(Text shown):
I'm a big advocate of killing them with kindness. The more you do a Mike Brady at them ("hey gang! How about this super-cool make-up for happenin' hip teenagers! Isn't it just the super best?"), the quicker they freak out and hightail it out of there, and you certainly couldn't be accused of being rude to them.


----------



## MissMarley (Jun 4, 2007)

Quote:

   Originally Posted by *lara* 

 
_
I'm a big advocate of killing them with kindness. The more you do a Mike Brady at them ("hey gang! How about this super-cool make-up for happenin' hip teenagers! Isn't it just the super best?"), the quicker they freak out and hightail it out of there, and you certainly couldn't be accused of being rude to them. 
	

	
	
		
		

		
		
	


	


_

 
LOL- I'll have to try that. Right now I'm trying to bore them so much they run away! I'm never rude to anyone, unless they're one of the people that comes up and demands a gift with purchase even if we're not in gift time, and then yells at us that we must give them a gift. And even then i'm not really rude, we just call the store manager and have them removed.


----------



## ms.marymac (Jun 4, 2007)

Quote:

   Originally Posted by *lara* 

 
_God, you're telling me. I hate it when I close the bay down completely and leave it sparkling clean (I'm really anal about there being no rubbish left in the mini bins overnight, as well as everything being fully sanitised every night without fail, etc etc etc), then open the next morning and find the place looking like a bomb hit it with stuff everywhere, bins overflowing, and with all of our tissue boxes suddenly vanished (!). WTF. The night staff/super early starters in a department store can be such a pain in the ^@)[email protected]#$!


I'm a big advocate of killing them with kindness. The more you do a Mike Brady at them ("hey gang! How about this super-cool make-up for happenin' hip teenagers! Isn't it just the super best?"), the quicker they freak out and hightail it out of there, and you certainly couldn't be accused of being rude to them.

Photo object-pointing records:
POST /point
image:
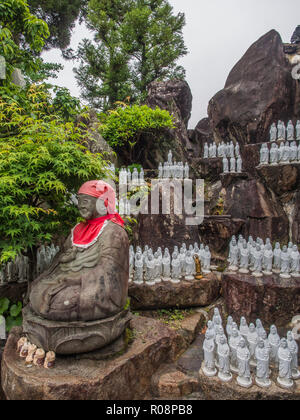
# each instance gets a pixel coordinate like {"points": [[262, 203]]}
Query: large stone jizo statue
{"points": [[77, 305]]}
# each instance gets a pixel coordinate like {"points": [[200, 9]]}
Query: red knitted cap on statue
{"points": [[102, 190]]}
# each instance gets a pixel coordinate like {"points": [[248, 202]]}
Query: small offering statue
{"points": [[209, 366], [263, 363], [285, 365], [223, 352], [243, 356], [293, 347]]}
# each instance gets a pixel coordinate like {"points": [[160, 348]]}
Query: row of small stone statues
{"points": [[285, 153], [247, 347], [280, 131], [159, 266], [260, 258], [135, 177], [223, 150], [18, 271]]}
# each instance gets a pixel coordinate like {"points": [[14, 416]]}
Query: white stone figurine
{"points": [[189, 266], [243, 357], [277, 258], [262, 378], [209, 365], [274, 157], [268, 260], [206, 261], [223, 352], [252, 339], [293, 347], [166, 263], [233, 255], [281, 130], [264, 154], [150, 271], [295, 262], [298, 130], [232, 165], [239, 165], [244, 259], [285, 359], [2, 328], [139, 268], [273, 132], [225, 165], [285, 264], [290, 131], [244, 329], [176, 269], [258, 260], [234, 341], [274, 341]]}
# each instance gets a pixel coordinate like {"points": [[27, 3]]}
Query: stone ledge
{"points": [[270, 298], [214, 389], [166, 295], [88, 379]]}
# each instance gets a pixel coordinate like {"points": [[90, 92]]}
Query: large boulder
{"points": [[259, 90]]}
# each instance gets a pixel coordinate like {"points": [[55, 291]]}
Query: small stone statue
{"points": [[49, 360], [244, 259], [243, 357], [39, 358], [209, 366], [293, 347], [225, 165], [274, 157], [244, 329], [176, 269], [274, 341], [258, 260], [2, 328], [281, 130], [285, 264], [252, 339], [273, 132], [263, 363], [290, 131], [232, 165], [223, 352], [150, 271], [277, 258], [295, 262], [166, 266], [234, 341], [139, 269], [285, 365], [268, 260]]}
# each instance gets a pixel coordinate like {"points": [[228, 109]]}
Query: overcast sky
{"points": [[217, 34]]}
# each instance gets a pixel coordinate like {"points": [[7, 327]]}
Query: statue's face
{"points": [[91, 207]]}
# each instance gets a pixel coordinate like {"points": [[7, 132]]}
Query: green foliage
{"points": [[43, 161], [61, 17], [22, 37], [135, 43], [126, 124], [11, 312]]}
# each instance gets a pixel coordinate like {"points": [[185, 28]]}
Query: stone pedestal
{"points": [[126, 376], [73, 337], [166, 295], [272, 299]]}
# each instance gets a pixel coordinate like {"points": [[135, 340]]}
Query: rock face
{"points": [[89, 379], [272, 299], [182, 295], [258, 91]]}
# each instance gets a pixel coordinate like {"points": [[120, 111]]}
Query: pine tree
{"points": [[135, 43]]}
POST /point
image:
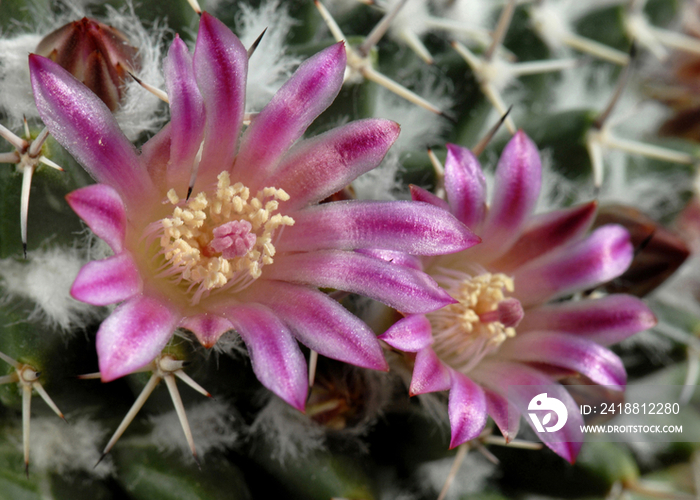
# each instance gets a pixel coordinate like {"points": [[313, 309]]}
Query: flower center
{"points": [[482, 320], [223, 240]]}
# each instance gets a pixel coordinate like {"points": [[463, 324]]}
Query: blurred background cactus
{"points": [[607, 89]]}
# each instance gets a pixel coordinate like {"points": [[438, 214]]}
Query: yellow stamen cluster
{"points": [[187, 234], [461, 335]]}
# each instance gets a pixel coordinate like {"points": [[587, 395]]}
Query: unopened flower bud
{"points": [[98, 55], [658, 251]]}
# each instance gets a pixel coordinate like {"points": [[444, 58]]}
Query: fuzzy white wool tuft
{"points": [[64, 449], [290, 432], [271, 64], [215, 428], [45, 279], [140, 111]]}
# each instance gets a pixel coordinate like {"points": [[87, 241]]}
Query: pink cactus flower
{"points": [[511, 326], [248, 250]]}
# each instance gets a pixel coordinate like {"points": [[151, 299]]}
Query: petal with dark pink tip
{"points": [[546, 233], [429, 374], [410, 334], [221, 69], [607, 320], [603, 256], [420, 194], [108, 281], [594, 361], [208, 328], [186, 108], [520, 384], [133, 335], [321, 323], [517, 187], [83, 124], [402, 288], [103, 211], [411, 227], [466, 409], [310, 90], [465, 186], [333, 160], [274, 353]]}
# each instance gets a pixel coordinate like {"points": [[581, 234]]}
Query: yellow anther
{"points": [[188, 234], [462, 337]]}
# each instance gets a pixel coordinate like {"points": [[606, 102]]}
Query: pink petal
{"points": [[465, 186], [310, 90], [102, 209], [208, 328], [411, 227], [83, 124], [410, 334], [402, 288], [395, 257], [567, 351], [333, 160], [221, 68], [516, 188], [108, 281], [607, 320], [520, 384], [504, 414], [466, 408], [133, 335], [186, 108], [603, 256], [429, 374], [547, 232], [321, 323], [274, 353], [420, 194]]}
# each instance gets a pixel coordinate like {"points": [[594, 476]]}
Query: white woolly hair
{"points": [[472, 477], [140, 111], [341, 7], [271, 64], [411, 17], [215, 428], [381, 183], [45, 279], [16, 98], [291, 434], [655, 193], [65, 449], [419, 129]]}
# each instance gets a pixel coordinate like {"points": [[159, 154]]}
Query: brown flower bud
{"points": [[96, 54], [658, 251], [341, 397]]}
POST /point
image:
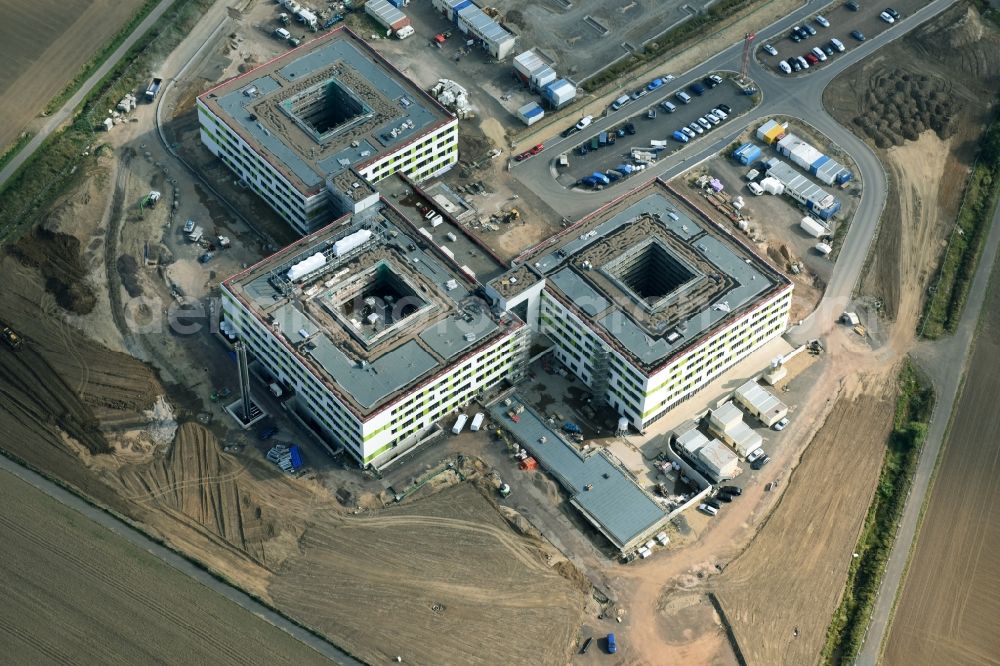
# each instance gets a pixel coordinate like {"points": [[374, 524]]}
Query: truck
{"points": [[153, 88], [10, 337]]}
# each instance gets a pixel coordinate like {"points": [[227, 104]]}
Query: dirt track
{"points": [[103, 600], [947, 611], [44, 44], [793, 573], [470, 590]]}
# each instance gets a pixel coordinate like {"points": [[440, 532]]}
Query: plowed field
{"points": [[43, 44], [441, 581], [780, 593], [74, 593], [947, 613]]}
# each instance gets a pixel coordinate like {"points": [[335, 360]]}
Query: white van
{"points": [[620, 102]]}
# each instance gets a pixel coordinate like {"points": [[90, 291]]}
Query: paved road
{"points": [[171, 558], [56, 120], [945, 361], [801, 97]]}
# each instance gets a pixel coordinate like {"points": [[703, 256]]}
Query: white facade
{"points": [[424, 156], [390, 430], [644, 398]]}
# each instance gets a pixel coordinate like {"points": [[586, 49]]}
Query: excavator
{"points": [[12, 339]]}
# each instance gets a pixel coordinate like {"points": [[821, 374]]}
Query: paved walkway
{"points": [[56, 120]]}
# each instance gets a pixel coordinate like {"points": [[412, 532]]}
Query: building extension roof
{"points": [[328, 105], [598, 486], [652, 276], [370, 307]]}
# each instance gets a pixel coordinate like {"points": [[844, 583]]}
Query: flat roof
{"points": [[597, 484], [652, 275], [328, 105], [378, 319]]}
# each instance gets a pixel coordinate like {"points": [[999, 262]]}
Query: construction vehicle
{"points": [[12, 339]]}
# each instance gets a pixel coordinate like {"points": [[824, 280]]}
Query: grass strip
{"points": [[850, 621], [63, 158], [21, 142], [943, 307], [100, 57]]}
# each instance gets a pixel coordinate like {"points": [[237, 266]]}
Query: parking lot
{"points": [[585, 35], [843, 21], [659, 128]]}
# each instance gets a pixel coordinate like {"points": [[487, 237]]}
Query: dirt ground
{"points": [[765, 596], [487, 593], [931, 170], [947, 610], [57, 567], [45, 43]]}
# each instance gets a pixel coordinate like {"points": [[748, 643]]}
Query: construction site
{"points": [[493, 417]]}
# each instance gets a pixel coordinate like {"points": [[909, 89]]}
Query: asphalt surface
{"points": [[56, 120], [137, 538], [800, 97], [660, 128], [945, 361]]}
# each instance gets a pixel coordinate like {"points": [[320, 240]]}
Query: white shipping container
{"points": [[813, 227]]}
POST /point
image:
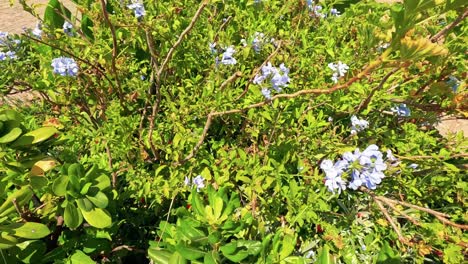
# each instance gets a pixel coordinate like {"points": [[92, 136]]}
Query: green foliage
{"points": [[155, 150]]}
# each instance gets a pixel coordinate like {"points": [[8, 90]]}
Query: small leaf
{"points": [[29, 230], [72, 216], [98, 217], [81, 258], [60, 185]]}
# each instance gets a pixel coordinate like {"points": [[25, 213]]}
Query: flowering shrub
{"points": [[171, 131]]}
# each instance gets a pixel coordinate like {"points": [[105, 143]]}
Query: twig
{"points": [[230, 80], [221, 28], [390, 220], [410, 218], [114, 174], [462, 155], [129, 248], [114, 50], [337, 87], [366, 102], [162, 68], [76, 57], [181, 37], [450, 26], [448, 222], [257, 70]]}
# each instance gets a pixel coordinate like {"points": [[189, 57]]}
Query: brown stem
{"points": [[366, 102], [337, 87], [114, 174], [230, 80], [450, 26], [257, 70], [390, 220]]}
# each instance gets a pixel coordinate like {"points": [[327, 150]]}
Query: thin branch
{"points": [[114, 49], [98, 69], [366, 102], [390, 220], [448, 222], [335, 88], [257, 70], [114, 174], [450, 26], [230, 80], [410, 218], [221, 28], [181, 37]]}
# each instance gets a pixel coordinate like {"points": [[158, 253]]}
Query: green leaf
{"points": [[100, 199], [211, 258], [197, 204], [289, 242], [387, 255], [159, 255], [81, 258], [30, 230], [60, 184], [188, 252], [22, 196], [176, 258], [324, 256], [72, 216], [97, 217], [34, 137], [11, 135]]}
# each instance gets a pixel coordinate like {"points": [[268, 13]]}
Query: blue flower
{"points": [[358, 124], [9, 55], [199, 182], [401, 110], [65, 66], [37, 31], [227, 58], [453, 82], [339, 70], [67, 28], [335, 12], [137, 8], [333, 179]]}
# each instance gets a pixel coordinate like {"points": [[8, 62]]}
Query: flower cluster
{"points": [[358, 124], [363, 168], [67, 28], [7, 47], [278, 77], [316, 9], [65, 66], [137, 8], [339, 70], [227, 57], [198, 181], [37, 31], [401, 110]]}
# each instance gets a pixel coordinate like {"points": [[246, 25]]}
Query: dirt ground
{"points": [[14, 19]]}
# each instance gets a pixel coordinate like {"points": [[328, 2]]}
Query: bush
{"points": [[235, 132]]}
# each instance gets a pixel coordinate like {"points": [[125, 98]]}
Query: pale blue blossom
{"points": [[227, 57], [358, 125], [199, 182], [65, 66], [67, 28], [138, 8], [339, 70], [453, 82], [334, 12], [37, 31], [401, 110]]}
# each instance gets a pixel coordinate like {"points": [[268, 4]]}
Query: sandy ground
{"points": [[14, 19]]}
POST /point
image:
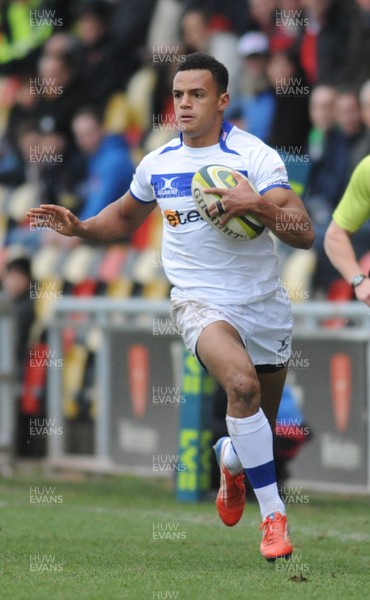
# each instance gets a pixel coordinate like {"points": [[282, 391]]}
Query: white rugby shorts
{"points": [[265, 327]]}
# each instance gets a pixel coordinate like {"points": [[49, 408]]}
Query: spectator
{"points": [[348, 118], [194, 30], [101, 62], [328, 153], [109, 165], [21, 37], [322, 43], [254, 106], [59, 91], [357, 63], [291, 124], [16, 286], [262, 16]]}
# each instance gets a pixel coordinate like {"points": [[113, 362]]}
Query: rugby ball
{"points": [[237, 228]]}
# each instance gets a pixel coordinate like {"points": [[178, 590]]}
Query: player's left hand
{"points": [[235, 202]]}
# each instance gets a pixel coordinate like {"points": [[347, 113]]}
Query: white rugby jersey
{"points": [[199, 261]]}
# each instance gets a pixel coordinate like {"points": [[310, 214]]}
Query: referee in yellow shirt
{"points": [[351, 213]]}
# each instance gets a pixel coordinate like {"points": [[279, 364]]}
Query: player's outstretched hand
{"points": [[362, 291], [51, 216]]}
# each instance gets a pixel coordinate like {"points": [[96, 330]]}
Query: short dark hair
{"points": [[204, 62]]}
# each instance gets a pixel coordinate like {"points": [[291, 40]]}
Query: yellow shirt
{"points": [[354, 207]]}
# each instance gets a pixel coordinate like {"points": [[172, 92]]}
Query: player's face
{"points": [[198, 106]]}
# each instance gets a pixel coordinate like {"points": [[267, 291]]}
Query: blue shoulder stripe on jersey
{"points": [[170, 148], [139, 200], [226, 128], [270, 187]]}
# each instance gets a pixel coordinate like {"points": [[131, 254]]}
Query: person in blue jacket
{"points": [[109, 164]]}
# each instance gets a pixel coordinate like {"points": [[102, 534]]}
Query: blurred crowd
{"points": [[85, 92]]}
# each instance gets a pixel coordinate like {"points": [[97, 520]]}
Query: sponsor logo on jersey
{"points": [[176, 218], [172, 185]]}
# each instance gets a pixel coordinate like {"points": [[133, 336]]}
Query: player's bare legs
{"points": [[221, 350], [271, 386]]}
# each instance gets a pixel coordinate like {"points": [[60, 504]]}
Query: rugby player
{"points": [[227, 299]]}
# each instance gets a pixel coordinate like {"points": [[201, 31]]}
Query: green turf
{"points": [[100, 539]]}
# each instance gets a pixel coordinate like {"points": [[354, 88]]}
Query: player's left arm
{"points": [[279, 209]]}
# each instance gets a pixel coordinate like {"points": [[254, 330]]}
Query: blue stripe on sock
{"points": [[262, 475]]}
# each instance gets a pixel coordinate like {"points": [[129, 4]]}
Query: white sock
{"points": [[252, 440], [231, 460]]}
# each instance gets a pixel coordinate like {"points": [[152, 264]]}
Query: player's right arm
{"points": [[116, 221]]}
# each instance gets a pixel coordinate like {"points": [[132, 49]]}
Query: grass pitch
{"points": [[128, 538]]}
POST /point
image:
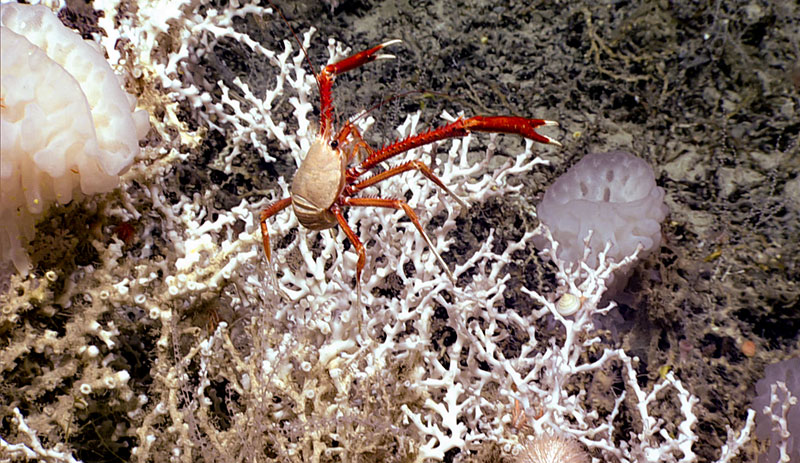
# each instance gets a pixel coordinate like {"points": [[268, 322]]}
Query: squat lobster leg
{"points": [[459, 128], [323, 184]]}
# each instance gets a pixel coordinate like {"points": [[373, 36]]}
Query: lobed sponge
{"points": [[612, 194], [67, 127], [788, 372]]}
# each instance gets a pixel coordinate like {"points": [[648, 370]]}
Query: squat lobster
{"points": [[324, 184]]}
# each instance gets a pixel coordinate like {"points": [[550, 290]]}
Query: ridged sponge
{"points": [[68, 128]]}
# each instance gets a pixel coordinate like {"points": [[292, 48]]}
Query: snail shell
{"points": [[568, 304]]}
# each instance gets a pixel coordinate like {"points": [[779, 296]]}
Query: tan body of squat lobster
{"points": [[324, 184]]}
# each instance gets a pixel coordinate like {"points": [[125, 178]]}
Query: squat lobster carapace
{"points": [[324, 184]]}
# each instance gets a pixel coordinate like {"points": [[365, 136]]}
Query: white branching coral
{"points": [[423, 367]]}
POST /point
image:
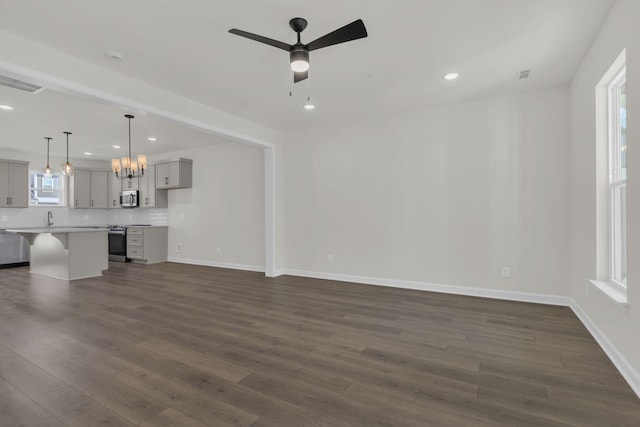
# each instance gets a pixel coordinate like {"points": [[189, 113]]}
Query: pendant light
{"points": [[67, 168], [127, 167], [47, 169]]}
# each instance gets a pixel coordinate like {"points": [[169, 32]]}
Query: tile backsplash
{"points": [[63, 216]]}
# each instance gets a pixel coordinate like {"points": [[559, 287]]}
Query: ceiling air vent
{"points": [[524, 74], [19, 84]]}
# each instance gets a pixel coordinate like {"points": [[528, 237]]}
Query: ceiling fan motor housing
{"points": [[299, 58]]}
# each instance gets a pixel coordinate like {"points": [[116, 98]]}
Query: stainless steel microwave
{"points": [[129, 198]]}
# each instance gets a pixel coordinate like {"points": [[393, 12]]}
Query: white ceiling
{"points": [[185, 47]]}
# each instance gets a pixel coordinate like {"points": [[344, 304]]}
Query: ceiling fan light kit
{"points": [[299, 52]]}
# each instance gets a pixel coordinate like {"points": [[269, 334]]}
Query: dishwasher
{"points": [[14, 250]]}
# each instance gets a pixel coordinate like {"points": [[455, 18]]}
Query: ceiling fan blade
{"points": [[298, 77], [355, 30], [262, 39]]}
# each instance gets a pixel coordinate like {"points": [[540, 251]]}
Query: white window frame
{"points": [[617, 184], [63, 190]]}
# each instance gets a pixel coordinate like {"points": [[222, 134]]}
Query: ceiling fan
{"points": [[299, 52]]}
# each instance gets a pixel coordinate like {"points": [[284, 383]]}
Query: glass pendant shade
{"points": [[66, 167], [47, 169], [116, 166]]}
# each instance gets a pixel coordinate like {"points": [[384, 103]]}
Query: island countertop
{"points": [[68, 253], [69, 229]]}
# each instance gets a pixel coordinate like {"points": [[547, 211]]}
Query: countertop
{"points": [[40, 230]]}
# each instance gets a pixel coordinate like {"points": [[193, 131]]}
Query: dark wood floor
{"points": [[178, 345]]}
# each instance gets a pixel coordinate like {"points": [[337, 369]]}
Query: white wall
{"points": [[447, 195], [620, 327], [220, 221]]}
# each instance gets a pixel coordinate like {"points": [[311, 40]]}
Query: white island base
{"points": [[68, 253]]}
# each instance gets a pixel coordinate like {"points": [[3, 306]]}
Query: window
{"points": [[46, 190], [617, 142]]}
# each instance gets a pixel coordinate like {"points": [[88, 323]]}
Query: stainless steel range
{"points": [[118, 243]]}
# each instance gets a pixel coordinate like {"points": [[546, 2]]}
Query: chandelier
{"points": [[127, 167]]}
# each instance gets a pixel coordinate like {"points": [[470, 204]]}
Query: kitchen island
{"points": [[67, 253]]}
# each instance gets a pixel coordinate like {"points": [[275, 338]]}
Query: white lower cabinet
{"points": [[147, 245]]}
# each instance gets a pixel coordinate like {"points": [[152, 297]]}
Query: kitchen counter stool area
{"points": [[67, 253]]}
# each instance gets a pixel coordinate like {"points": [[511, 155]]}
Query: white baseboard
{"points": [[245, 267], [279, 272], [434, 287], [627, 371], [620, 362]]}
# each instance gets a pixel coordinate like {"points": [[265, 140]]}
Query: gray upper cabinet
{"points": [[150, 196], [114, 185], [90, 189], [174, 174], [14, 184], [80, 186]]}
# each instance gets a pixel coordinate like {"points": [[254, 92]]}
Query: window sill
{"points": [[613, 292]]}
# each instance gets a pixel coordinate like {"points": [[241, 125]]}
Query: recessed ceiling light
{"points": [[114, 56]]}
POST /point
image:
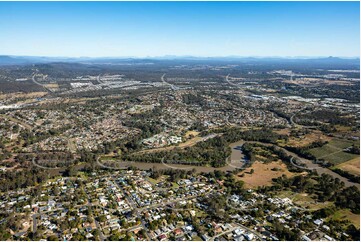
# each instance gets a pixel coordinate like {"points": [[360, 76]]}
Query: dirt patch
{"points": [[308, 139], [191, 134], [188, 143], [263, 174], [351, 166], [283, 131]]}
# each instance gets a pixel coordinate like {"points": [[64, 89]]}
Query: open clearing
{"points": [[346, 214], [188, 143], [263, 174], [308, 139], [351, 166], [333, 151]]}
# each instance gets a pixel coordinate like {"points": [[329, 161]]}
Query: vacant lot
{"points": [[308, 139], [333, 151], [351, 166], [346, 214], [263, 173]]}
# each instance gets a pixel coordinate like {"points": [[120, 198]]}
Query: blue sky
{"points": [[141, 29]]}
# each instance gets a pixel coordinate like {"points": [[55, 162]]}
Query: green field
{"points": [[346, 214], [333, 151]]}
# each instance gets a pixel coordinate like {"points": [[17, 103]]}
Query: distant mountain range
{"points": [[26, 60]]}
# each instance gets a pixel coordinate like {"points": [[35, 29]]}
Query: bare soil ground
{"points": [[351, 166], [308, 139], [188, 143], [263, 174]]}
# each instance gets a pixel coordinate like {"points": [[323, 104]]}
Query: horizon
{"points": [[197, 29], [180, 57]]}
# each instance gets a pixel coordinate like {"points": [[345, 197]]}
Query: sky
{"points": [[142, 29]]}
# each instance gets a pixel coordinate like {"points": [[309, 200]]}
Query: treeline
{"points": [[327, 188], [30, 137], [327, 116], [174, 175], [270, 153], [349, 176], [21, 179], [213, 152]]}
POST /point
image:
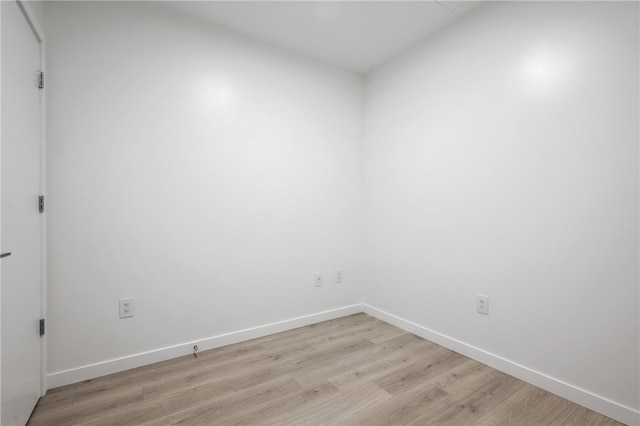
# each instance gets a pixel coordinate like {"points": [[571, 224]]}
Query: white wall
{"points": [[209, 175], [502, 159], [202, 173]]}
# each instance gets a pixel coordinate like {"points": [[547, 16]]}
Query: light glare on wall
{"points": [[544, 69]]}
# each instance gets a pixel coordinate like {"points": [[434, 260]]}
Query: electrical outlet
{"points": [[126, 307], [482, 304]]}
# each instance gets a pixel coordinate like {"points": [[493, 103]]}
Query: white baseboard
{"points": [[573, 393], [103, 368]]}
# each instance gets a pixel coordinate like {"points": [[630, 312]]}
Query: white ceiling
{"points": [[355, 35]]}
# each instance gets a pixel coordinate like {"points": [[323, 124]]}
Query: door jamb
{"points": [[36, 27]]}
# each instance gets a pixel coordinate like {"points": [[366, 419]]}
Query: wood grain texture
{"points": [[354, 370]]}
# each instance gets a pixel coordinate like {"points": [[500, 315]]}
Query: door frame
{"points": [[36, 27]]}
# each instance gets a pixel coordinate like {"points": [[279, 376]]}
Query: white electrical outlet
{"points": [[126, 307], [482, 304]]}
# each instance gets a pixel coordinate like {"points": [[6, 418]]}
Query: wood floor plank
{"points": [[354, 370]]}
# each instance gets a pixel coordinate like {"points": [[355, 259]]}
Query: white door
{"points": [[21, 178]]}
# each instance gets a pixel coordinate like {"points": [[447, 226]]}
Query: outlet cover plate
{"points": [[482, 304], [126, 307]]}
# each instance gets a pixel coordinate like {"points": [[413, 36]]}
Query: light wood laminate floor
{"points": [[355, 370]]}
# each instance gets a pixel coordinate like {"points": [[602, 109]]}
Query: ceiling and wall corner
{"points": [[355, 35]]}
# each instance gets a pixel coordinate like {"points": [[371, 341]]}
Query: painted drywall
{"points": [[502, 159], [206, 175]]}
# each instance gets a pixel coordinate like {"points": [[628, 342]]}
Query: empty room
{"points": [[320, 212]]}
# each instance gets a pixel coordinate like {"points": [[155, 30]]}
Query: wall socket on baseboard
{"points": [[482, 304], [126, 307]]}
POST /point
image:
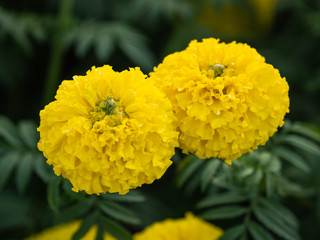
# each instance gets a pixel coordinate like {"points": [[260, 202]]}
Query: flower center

(What the exercise asks): Reproduce the makeup-counter forum thread in full, word for word. The items were drawn from a separate source.

(Result for this exercise):
I'm a big advocate of killing them with kindness. The more you do a Mike Brady at them ("hey gang! How about this super-cool make-up for happenin' hip teenagers! Isn't it just the super best?"), the quicker they freak out and hightail it out of there, and you certainly couldn't be accused of being rude to them.


----------



## MissMarley (Jun 4, 2007)

Quote:

   Originally Posted by *lara* 

 
_
I'm a big advocate of killing them with kindness. The more you do a Mike Brady at them ("hey gang! How about this super-cool make-up for happenin' hip teenagers! Isn't it just the super best?"), the quicker they freak out and hightail it out of there, and you certainly couldn't be accused of being rude to them. 
	

	
	
		
		

		
		
	


	


_

 
LOL- I'll have to try that. Right now I'm trying to bore them so much they run away! I'm never rude to anyone, unless they're one of the people that comes up and demands a gift with purchase even if we're not in gift time, and then yells at us that we must give them a gift. And even then i'm not really rude, we just call the store manager and have them removed.


----------



## ms.marymac (Jun 4, 2007)

Quote:

   Originally Posted by *lara* 

 
_God, you're telling me. I hate it when I close the bay down completely and leave it sparkling clean (I'm really anal about there being no rubbish left in the mini bins overnight, as well as everything being fully sanitised every night without fail, etc etc etc), then open the next morning and find the place looking like a bomb hit it with stuff everywhere, bins overflowing, and with all of our tissue boxes suddenly vanished (!). WTF. The night staff/super early starters in a department store can be such a pain in the ^@)[email protected]#$!


I'm a big advocate of killing them with kindness. The more you do a Mike Brady at them ("hey gang! How about this super-cool make-up for happenin' hip teenagers! Isn't it just the super best?"), the quicker they freak out and hightail it out of there, and you certainly couldn't be accused of being rude to them.